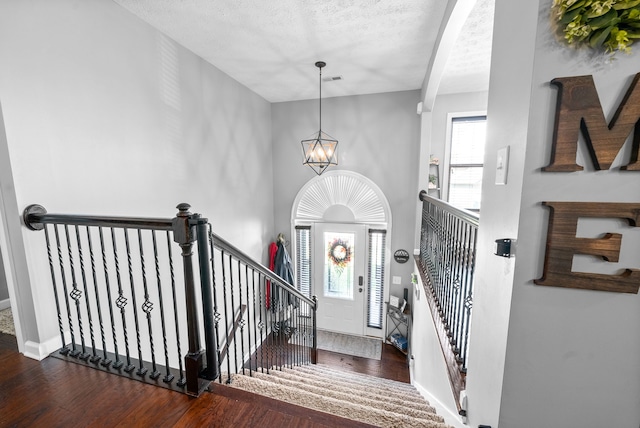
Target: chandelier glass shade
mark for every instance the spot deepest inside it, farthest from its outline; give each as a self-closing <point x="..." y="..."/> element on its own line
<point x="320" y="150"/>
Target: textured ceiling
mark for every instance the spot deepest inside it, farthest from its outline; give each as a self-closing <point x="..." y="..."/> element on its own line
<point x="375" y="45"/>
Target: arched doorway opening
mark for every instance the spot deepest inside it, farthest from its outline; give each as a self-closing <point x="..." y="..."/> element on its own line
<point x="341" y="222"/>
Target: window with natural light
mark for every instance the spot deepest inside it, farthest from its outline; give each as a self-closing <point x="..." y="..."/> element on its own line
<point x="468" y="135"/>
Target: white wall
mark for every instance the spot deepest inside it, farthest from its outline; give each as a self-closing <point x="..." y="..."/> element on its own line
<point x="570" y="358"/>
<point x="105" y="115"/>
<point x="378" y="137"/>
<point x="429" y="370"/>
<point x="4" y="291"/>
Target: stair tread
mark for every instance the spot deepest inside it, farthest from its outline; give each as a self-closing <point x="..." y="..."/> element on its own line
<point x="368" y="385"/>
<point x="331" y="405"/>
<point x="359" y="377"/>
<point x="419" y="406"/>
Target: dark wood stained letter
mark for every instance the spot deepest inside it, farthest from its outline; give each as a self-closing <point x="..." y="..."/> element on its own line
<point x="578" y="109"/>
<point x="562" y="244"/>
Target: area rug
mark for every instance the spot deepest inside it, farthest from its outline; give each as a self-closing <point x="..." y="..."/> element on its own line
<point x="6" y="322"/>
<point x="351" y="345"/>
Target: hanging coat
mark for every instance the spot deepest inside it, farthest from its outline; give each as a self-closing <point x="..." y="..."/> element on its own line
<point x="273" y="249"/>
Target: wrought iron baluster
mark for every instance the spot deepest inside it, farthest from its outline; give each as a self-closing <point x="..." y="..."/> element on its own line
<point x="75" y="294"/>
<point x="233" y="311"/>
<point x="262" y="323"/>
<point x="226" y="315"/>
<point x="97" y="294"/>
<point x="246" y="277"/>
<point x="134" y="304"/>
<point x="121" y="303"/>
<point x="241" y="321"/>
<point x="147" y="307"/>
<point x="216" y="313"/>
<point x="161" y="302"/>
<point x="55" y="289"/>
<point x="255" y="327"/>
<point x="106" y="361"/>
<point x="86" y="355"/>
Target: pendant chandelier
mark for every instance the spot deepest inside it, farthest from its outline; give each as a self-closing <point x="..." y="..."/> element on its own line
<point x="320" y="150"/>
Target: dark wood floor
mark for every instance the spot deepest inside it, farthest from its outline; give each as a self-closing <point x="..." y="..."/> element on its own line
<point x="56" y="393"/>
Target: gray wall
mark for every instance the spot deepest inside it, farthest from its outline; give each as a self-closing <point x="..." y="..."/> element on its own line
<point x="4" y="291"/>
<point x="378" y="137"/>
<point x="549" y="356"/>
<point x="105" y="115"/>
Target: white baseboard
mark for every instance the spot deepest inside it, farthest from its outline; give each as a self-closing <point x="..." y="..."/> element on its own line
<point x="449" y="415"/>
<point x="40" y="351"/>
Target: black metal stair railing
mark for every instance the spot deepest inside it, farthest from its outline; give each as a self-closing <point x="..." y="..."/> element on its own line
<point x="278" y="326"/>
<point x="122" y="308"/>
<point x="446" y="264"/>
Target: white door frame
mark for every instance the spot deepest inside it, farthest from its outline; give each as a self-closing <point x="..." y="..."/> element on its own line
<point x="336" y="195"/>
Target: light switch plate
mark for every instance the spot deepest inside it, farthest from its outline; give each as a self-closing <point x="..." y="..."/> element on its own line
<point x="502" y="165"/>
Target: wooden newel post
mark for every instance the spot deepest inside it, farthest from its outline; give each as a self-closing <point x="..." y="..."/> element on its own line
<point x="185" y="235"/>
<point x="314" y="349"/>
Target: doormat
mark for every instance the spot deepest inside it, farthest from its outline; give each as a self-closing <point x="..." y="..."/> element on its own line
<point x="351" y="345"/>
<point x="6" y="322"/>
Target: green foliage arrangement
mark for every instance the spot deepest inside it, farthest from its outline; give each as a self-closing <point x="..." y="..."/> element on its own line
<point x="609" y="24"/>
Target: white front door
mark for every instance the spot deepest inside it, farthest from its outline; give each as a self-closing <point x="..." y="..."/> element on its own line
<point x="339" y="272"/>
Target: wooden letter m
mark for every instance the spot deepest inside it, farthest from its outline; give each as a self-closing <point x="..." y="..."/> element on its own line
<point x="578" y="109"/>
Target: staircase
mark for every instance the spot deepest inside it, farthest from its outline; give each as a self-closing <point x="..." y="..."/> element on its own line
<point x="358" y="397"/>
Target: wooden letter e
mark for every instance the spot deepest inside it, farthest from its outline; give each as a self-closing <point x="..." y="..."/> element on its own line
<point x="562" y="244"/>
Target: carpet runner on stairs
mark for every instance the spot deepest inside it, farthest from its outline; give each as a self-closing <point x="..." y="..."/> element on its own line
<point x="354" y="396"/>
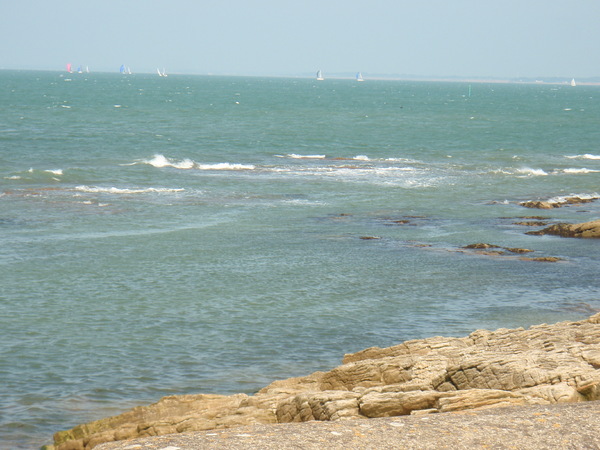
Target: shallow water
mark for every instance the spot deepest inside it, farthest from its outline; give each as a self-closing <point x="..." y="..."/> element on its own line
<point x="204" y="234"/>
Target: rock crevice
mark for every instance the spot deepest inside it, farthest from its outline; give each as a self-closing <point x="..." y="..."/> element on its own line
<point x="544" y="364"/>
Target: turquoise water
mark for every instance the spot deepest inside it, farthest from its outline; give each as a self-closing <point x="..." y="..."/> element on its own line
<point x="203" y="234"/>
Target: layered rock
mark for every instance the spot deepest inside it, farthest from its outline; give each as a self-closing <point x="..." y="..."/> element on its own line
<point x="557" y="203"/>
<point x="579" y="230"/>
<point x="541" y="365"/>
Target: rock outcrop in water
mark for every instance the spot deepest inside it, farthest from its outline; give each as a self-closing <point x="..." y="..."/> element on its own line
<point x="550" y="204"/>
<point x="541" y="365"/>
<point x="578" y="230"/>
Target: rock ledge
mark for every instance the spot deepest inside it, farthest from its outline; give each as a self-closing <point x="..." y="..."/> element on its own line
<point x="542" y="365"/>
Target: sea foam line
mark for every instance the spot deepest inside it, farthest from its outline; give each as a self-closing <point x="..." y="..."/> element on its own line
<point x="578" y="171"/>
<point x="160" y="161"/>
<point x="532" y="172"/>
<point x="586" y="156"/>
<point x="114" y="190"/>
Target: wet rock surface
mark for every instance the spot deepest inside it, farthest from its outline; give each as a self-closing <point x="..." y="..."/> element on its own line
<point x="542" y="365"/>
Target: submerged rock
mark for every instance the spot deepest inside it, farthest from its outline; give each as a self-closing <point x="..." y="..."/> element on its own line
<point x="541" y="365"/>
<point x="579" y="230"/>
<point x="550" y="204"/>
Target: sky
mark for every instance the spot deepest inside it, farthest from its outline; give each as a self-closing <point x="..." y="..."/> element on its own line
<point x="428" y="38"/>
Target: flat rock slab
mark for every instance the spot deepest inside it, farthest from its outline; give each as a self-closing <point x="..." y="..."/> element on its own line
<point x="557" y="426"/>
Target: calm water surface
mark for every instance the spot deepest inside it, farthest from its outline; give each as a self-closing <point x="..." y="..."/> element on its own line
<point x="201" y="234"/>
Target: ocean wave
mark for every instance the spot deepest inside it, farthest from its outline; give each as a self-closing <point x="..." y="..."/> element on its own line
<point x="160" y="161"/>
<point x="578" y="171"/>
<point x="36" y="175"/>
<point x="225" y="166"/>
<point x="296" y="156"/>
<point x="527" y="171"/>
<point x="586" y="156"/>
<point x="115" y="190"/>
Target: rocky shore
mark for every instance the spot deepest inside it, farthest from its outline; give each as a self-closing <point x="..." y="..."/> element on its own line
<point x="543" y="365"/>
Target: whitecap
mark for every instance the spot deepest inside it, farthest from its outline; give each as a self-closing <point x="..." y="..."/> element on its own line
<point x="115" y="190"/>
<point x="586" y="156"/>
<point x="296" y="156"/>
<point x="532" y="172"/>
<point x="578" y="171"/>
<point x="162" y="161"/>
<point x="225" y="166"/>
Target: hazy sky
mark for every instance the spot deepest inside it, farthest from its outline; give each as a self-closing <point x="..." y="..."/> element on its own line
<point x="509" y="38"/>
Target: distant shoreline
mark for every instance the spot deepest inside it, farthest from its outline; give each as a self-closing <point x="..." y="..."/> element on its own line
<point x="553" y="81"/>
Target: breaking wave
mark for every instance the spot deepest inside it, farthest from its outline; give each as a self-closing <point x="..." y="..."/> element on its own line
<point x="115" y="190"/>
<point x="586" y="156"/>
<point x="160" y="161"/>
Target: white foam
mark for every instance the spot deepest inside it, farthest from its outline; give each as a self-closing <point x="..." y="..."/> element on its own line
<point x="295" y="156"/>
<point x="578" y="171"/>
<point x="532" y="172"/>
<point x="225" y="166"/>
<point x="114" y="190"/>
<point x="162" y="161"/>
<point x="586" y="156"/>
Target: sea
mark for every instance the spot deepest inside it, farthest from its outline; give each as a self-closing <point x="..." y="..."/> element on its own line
•••
> Exercise directions
Give back the lines of the listing from the one with "Target: whitecap" through the end, both included, exactly as written and with nothing added.

> Exercise output
Target: whitecap
mark for every instance the spot deepest inside it, farthest from its outline; give each as a self-closing <point x="..." y="..."/> element on its own line
<point x="115" y="190"/>
<point x="586" y="156"/>
<point x="296" y="156"/>
<point x="532" y="172"/>
<point x="578" y="171"/>
<point x="162" y="161"/>
<point x="225" y="166"/>
Target: hazy sky
mark for every instance the spot deepest inside it, farthest from its outline; give each as a self-closing <point x="..." y="..."/> element on its own line
<point x="509" y="38"/>
Target: distant shoreline
mark for every instance the spot deepest inside it, farthest from its outline; give each as a self-closing <point x="..." y="..."/> element on its own line
<point x="553" y="81"/>
Target: breaking wave
mark for every instance the spot deepest inside it, farthest from its outline; give each as a self-closing <point x="..." y="..."/> element on its own line
<point x="115" y="190"/>
<point x="586" y="156"/>
<point x="160" y="161"/>
Target: white foam
mark for every instance the spot deepest inside it, farthest from its outline; give each as a self-closing <point x="..." y="..."/> element on its own line
<point x="295" y="156"/>
<point x="578" y="171"/>
<point x="532" y="172"/>
<point x="225" y="166"/>
<point x="114" y="190"/>
<point x="162" y="161"/>
<point x="586" y="156"/>
Target: sea
mark for every instance the spot deepest inside it, farthest from its outline; give each as a self-closing <point x="..." y="..."/> element on its own line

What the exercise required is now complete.